*GIVEN TASK A*.
Reproduce the part of the thread about decompressing a PDF stream that opens with the words containing "I have this" and closes with "C# Console application.".
*GIVEN TASK B*.
Write out from the records, word for word, the part that opens with the line containing "the green grass" and closes with the line containing "of the stadium", including both of those lines.

*SOURCE EXCERPT*.

================

0

I'm trying to decompress a stream from a PDF Object in this file:

 4 0 obj
<< 
/Filter /FlateDecode
/Length 64
>>
stream
xœs
QÐw34V02UIS0´0P030PIQÐpÉÏKIUH-.ITH.-*Ê··×TÉRp
á T‰
Ê
endstream
endobj

I have this stream copy-pasted with the same format as in the original file in a file called Stream.file

xœs
QÐw34V02UIS0´0P030PIQÐpÉÏKIUH-.ITH.-*Ê··×TÉRp
á T‰
Ê

This stream should translate to: Donde esta curro??. Added that stream to a Stream.file in a C# Console application.

using System.IO;
using System.IO.Compression;

namespace Filters
{
    public static class FiltersLoader
    {
        public static void Parse()
        {
            var bytes = File.ReadAllBytes("Stream.file");
            var originalFileStream = new MemoryStream(bytes);

            using (var decompressedFileStream = new MemoryStream())
            using (var decompressionStream = new DeflateStream(originalFileStream, CompressionMode.Decompress))
            {
                decompressionStream.CopyTo(decompressedFileStream);
            }    
        }
    }
}

However it yields an exception whil trying to copy it:

The archive entry was compressed using an unsupported compression method.

I'd like how to decode this stream with .net code if it's possible.

Thanks.

Fritjof Berggren
  • 3,178
  • 5
  • 35
  • 57
  • 2
    You can't copy-paste binary data is if it were text and expect this to go smoothly. There are many things that can go wrong there, even if by some stroke of luck you use an encoding that contains single code points all the characters. You'll need to be a little more wily and write a little program to read the file until it gets to the `>>stream` (or just try until you get the offset right) and extract the bytes as true binary content. (That's aside from whether you can actually use `DeflateStream` here; I don't know PDF well enough to say if that's right.) – Jeroen Mostert Oct 01 '19 at 19:52
  • You were partly right, I didn't realize while copying it added Windows return lines, but after changing it to Unix LF and making sure both streams look the same in https://mh-nexus.de/en/hxd/ and still having the same issue. – Fritjof Berggren Oct 01 '19 at 21:07
  • Error message seems pretty self-explanatory to me. You are trying to decompress data that the `DeflateStream()` class does not recognize as a supported compression method. Either the data is corrupted or it uses a different compression method. – Peter Duniho Oct 02 '19 at 02:06
  • Hi, I see that too. However as you can see from the PDF file I took the stream from it was compressed one time using the FlateDecode algorithm, that it's the same I'm using in c# while trying to decompress it (Deflate) – Fritjof Berggren Oct 02 '19 at 06:26

1 Answers1

4

The main problem is that the DeflateStream class can decode a naked FLATE compressed stream (as per RFC 1951) but the content of PDF streams with FlateDecode filter actually is presented in the ZLIB Compressed Data Format (as per RFC 1950) wrapping FLATE compressed data.

================

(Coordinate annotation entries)
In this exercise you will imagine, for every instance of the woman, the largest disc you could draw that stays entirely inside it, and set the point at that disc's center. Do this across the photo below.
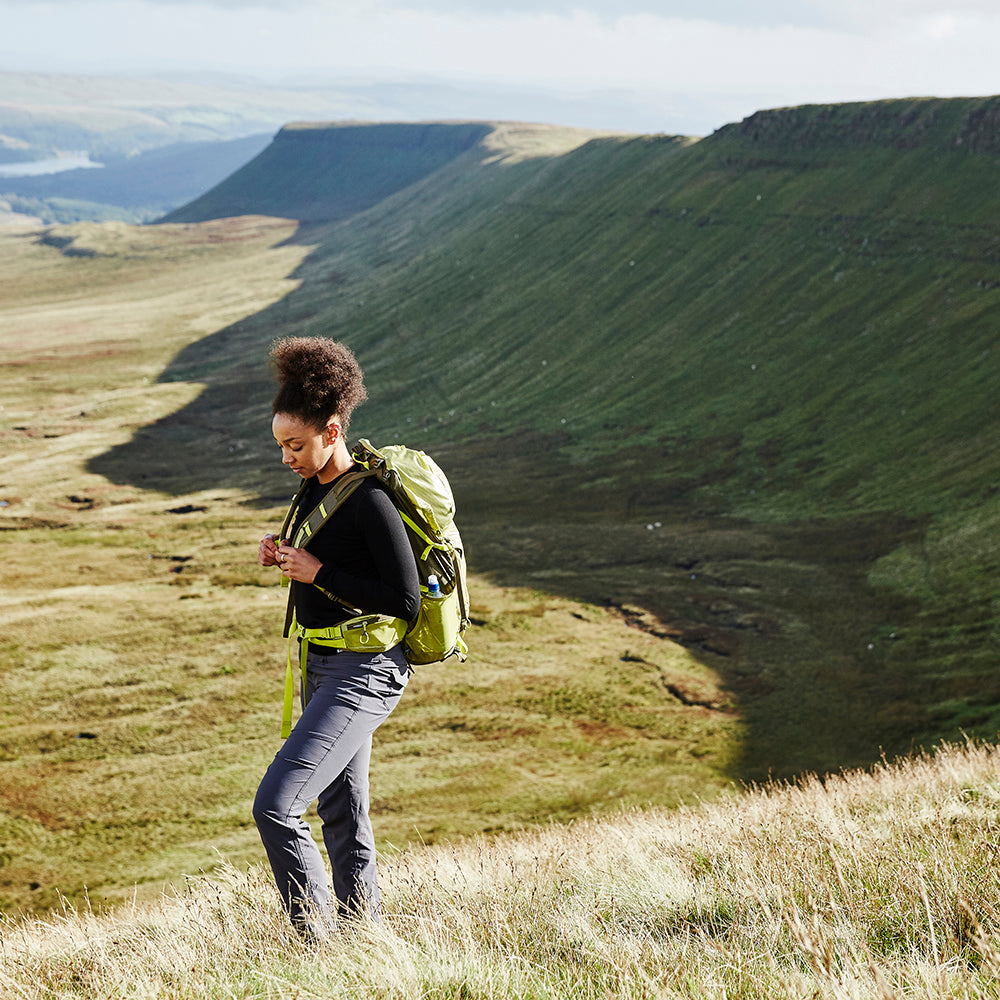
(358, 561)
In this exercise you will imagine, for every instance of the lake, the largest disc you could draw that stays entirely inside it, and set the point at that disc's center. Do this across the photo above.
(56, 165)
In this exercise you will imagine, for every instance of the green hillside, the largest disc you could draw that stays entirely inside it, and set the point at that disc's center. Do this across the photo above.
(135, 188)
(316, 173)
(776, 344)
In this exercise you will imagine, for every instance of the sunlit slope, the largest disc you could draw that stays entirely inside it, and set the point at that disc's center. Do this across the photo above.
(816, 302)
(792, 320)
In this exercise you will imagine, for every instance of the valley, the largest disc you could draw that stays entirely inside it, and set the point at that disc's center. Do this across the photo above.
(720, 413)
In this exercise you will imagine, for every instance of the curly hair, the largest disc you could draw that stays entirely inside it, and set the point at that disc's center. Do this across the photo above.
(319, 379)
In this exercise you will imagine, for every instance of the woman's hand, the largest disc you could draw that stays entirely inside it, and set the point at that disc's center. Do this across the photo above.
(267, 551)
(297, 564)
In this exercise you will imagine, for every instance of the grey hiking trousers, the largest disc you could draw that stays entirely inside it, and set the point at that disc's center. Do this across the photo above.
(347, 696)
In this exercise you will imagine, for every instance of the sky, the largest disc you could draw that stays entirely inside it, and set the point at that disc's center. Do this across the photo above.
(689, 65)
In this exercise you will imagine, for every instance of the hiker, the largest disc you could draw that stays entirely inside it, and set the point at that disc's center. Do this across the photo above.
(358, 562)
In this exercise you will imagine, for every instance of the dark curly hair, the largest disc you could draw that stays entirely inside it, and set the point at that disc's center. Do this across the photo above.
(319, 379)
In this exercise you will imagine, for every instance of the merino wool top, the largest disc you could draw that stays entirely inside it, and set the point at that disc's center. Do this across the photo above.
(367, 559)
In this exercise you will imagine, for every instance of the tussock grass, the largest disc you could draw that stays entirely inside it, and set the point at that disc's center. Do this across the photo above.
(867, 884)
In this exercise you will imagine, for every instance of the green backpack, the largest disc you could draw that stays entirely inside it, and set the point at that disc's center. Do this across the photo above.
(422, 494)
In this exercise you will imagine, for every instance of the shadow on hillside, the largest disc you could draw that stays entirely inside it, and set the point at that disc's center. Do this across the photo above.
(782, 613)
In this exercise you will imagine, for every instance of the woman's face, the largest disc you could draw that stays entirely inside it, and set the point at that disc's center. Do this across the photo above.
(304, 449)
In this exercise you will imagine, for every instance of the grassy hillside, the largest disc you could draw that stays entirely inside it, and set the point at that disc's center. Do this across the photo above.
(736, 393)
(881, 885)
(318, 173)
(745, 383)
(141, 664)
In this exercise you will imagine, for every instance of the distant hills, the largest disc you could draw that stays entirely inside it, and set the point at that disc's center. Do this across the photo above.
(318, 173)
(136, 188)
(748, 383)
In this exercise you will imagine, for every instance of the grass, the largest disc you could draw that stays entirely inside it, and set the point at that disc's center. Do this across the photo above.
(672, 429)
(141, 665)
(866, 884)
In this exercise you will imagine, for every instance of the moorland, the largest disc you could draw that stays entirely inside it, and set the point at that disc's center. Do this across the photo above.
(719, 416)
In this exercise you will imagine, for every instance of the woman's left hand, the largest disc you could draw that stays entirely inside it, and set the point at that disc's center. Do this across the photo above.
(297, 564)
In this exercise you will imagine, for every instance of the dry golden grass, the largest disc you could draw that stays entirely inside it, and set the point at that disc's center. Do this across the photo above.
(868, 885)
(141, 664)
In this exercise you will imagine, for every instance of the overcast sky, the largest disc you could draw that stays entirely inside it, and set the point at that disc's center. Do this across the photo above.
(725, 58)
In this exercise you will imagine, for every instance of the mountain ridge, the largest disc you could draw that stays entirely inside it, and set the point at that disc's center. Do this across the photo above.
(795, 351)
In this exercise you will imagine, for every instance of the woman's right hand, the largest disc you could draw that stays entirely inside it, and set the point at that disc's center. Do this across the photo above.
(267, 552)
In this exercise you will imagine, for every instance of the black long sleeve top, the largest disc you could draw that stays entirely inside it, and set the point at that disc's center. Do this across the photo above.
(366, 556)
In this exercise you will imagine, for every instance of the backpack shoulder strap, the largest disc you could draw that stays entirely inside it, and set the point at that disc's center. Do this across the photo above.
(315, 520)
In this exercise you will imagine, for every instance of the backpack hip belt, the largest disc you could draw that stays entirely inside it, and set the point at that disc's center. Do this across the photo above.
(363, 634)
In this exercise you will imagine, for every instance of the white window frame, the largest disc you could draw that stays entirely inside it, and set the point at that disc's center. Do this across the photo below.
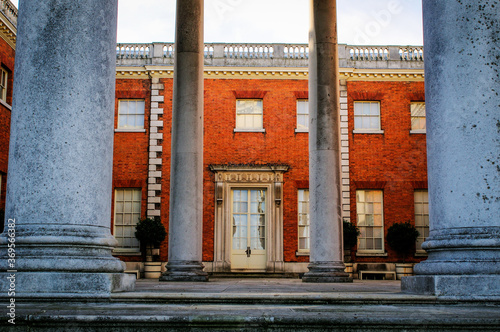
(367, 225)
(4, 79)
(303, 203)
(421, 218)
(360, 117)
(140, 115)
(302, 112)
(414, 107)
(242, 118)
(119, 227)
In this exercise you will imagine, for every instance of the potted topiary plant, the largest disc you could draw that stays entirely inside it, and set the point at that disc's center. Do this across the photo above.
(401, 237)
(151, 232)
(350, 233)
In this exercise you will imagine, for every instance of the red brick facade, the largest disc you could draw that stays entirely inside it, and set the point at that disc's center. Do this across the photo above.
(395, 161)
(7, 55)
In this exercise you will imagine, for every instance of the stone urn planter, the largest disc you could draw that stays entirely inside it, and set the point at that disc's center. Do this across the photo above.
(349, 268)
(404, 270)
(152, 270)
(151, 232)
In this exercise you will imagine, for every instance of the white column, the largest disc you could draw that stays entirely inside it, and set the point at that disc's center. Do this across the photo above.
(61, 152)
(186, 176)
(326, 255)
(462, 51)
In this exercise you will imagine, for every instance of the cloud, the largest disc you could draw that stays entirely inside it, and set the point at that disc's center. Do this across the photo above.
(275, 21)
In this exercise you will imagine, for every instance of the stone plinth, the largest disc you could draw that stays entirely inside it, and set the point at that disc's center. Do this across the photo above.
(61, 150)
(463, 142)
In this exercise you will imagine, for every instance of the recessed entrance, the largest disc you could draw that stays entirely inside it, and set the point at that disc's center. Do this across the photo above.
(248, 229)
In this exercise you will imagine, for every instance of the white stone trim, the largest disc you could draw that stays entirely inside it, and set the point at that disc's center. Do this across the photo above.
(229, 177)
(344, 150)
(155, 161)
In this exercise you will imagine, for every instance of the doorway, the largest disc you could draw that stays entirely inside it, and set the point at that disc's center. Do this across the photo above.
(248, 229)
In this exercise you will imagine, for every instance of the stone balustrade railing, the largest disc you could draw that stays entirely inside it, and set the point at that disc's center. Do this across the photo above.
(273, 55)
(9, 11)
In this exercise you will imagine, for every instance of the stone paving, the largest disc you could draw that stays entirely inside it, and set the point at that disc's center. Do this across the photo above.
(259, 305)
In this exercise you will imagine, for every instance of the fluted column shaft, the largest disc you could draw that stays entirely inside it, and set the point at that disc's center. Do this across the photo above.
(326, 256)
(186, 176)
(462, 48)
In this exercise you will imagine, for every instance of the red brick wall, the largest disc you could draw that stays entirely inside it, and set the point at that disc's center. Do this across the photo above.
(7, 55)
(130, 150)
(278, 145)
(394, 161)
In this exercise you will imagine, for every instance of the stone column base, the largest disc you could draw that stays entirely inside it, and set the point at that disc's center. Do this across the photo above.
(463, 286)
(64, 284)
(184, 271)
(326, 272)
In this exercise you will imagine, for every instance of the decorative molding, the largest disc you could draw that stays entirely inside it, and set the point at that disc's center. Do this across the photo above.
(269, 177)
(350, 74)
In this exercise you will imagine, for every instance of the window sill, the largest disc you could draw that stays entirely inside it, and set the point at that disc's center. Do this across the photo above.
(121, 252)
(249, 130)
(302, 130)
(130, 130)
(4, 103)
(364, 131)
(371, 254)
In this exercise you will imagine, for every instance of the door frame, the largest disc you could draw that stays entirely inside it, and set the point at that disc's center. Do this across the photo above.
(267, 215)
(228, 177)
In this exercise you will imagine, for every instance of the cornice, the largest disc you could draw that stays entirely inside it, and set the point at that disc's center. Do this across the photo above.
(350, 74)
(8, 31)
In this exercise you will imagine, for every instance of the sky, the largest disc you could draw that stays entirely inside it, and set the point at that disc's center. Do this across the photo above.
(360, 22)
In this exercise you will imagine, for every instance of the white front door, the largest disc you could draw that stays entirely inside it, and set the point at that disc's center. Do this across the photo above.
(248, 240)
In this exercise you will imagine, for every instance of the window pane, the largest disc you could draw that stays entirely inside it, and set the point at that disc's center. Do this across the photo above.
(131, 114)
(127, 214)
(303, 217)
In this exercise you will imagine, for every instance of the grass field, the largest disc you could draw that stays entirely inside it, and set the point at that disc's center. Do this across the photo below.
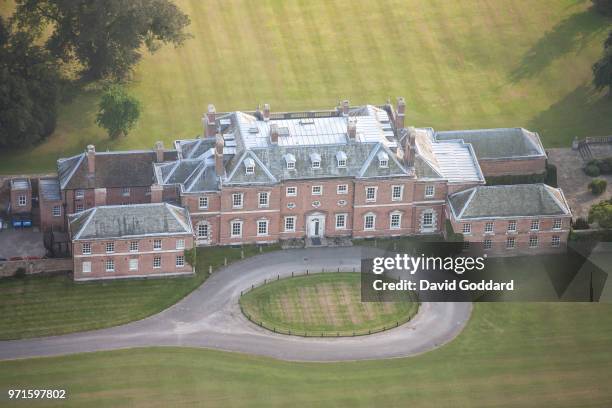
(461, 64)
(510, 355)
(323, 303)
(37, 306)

================

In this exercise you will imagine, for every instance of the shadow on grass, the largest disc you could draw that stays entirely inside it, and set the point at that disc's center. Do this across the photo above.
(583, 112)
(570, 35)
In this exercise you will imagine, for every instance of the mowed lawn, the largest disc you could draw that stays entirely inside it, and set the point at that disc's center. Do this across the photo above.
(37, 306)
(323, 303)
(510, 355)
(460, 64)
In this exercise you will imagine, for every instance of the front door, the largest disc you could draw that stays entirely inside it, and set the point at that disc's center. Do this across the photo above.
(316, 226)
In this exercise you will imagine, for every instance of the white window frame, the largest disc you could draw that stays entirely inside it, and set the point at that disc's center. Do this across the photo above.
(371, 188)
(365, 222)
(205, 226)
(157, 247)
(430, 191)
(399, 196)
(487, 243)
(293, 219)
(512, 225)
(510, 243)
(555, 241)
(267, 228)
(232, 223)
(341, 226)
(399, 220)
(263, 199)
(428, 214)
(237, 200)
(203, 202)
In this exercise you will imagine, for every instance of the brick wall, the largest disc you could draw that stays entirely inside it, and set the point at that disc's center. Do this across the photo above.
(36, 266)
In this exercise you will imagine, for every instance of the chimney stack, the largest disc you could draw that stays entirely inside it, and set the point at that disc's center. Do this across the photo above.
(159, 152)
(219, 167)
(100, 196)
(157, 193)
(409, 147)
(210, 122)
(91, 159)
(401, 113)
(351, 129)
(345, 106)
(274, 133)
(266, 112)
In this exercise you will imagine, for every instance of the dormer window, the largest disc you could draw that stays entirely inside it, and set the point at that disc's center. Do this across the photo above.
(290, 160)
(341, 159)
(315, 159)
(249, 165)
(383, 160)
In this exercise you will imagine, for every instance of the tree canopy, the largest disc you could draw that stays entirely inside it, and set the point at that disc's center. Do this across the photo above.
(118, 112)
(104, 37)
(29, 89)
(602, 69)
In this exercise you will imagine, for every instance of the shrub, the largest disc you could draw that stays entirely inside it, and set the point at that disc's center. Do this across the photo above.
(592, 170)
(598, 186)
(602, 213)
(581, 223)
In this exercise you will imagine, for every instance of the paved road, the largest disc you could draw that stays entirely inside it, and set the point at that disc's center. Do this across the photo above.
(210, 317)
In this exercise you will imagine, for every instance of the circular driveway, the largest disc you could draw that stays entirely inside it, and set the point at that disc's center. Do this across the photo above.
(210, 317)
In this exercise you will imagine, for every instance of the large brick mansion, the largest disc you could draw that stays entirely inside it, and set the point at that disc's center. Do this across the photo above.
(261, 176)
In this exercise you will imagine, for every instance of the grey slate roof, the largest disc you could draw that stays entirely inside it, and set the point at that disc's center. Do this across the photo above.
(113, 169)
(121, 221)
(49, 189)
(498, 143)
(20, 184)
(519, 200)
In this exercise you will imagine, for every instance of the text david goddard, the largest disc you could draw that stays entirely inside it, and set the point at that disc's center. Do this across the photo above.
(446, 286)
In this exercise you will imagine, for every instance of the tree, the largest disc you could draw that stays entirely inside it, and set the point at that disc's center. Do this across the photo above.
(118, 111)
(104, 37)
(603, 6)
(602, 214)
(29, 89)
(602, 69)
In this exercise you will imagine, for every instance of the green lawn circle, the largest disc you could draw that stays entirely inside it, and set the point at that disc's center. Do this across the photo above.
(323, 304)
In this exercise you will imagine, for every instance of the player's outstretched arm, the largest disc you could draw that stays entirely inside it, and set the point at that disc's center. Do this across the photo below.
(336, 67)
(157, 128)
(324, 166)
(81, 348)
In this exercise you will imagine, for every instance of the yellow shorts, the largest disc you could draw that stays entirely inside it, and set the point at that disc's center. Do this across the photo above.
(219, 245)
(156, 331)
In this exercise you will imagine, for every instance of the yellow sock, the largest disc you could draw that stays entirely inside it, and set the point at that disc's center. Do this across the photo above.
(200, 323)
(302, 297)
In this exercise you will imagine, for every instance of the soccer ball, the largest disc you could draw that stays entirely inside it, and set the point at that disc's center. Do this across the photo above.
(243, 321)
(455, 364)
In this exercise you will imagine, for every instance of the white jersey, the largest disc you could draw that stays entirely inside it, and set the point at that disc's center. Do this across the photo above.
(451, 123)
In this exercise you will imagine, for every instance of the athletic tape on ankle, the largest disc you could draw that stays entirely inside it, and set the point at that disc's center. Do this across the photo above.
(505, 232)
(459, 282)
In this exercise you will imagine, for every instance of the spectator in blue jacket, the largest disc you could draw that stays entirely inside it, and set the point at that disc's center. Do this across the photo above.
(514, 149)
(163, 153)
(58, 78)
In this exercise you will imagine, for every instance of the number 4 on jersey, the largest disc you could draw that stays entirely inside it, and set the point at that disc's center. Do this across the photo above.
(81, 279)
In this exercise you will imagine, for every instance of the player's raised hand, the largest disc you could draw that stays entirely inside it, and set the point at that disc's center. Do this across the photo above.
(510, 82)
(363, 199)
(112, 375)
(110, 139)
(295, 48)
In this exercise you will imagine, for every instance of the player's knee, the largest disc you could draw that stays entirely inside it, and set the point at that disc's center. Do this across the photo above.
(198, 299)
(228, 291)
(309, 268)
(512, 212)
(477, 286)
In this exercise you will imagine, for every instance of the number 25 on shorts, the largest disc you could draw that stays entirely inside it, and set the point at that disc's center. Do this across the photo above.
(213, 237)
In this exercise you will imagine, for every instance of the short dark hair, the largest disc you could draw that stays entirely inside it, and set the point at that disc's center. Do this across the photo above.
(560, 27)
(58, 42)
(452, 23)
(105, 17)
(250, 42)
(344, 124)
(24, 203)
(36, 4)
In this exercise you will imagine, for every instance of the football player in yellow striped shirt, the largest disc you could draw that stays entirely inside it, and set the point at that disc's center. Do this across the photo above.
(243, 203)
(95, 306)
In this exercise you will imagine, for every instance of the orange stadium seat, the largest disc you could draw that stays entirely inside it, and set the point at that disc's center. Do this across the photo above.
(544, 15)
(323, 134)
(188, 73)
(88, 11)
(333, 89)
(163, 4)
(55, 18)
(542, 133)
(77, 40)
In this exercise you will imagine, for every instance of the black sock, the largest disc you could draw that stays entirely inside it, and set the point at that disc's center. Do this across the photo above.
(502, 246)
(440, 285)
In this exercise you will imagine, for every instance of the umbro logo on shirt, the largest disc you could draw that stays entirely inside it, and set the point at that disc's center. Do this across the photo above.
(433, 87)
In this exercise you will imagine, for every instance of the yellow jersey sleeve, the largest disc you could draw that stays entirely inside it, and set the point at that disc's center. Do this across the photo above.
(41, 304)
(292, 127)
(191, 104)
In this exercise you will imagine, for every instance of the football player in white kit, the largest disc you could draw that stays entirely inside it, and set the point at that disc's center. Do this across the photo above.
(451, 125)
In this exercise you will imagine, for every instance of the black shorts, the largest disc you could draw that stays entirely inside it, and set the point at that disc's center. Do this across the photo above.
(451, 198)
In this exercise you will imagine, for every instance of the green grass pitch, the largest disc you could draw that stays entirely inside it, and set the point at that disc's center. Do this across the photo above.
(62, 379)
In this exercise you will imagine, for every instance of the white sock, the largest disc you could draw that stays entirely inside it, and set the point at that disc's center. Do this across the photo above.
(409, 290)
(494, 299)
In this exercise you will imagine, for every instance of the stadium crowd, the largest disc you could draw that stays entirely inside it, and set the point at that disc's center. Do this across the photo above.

================

*FINISHED ANSWER A*.
I have this stream copy-pasted with the same format as in the original file in a file called Stream.file

xœs
QÐw34V02UIS0´0P030PIQÐpÉÏKIUH-.ITH.-*Ê··×TÉRp
á T‰
Ê

This stream should translate to: Donde esta curro??. Added that stream to a Stream.file in a C# Console application.

*FINISHED ANSWER B*.
In this exercise you will imagine, for every instance of the green grass pitch, the largest disc you could draw that stays entirely inside it, and set the point at that disc's center. Do this across the photo above.
(62, 379)
In this exercise you will imagine, for every instance of the white sock, the largest disc you could draw that stays entirely inside it, and set the point at that disc's center. Do this across the photo above.
(409, 290)
(494, 299)
In this exercise you will imagine, for every instance of the stadium crowd, the largest disc you could draw that stays entirely inside it, and set the point at that disc's center. Do this across the photo above.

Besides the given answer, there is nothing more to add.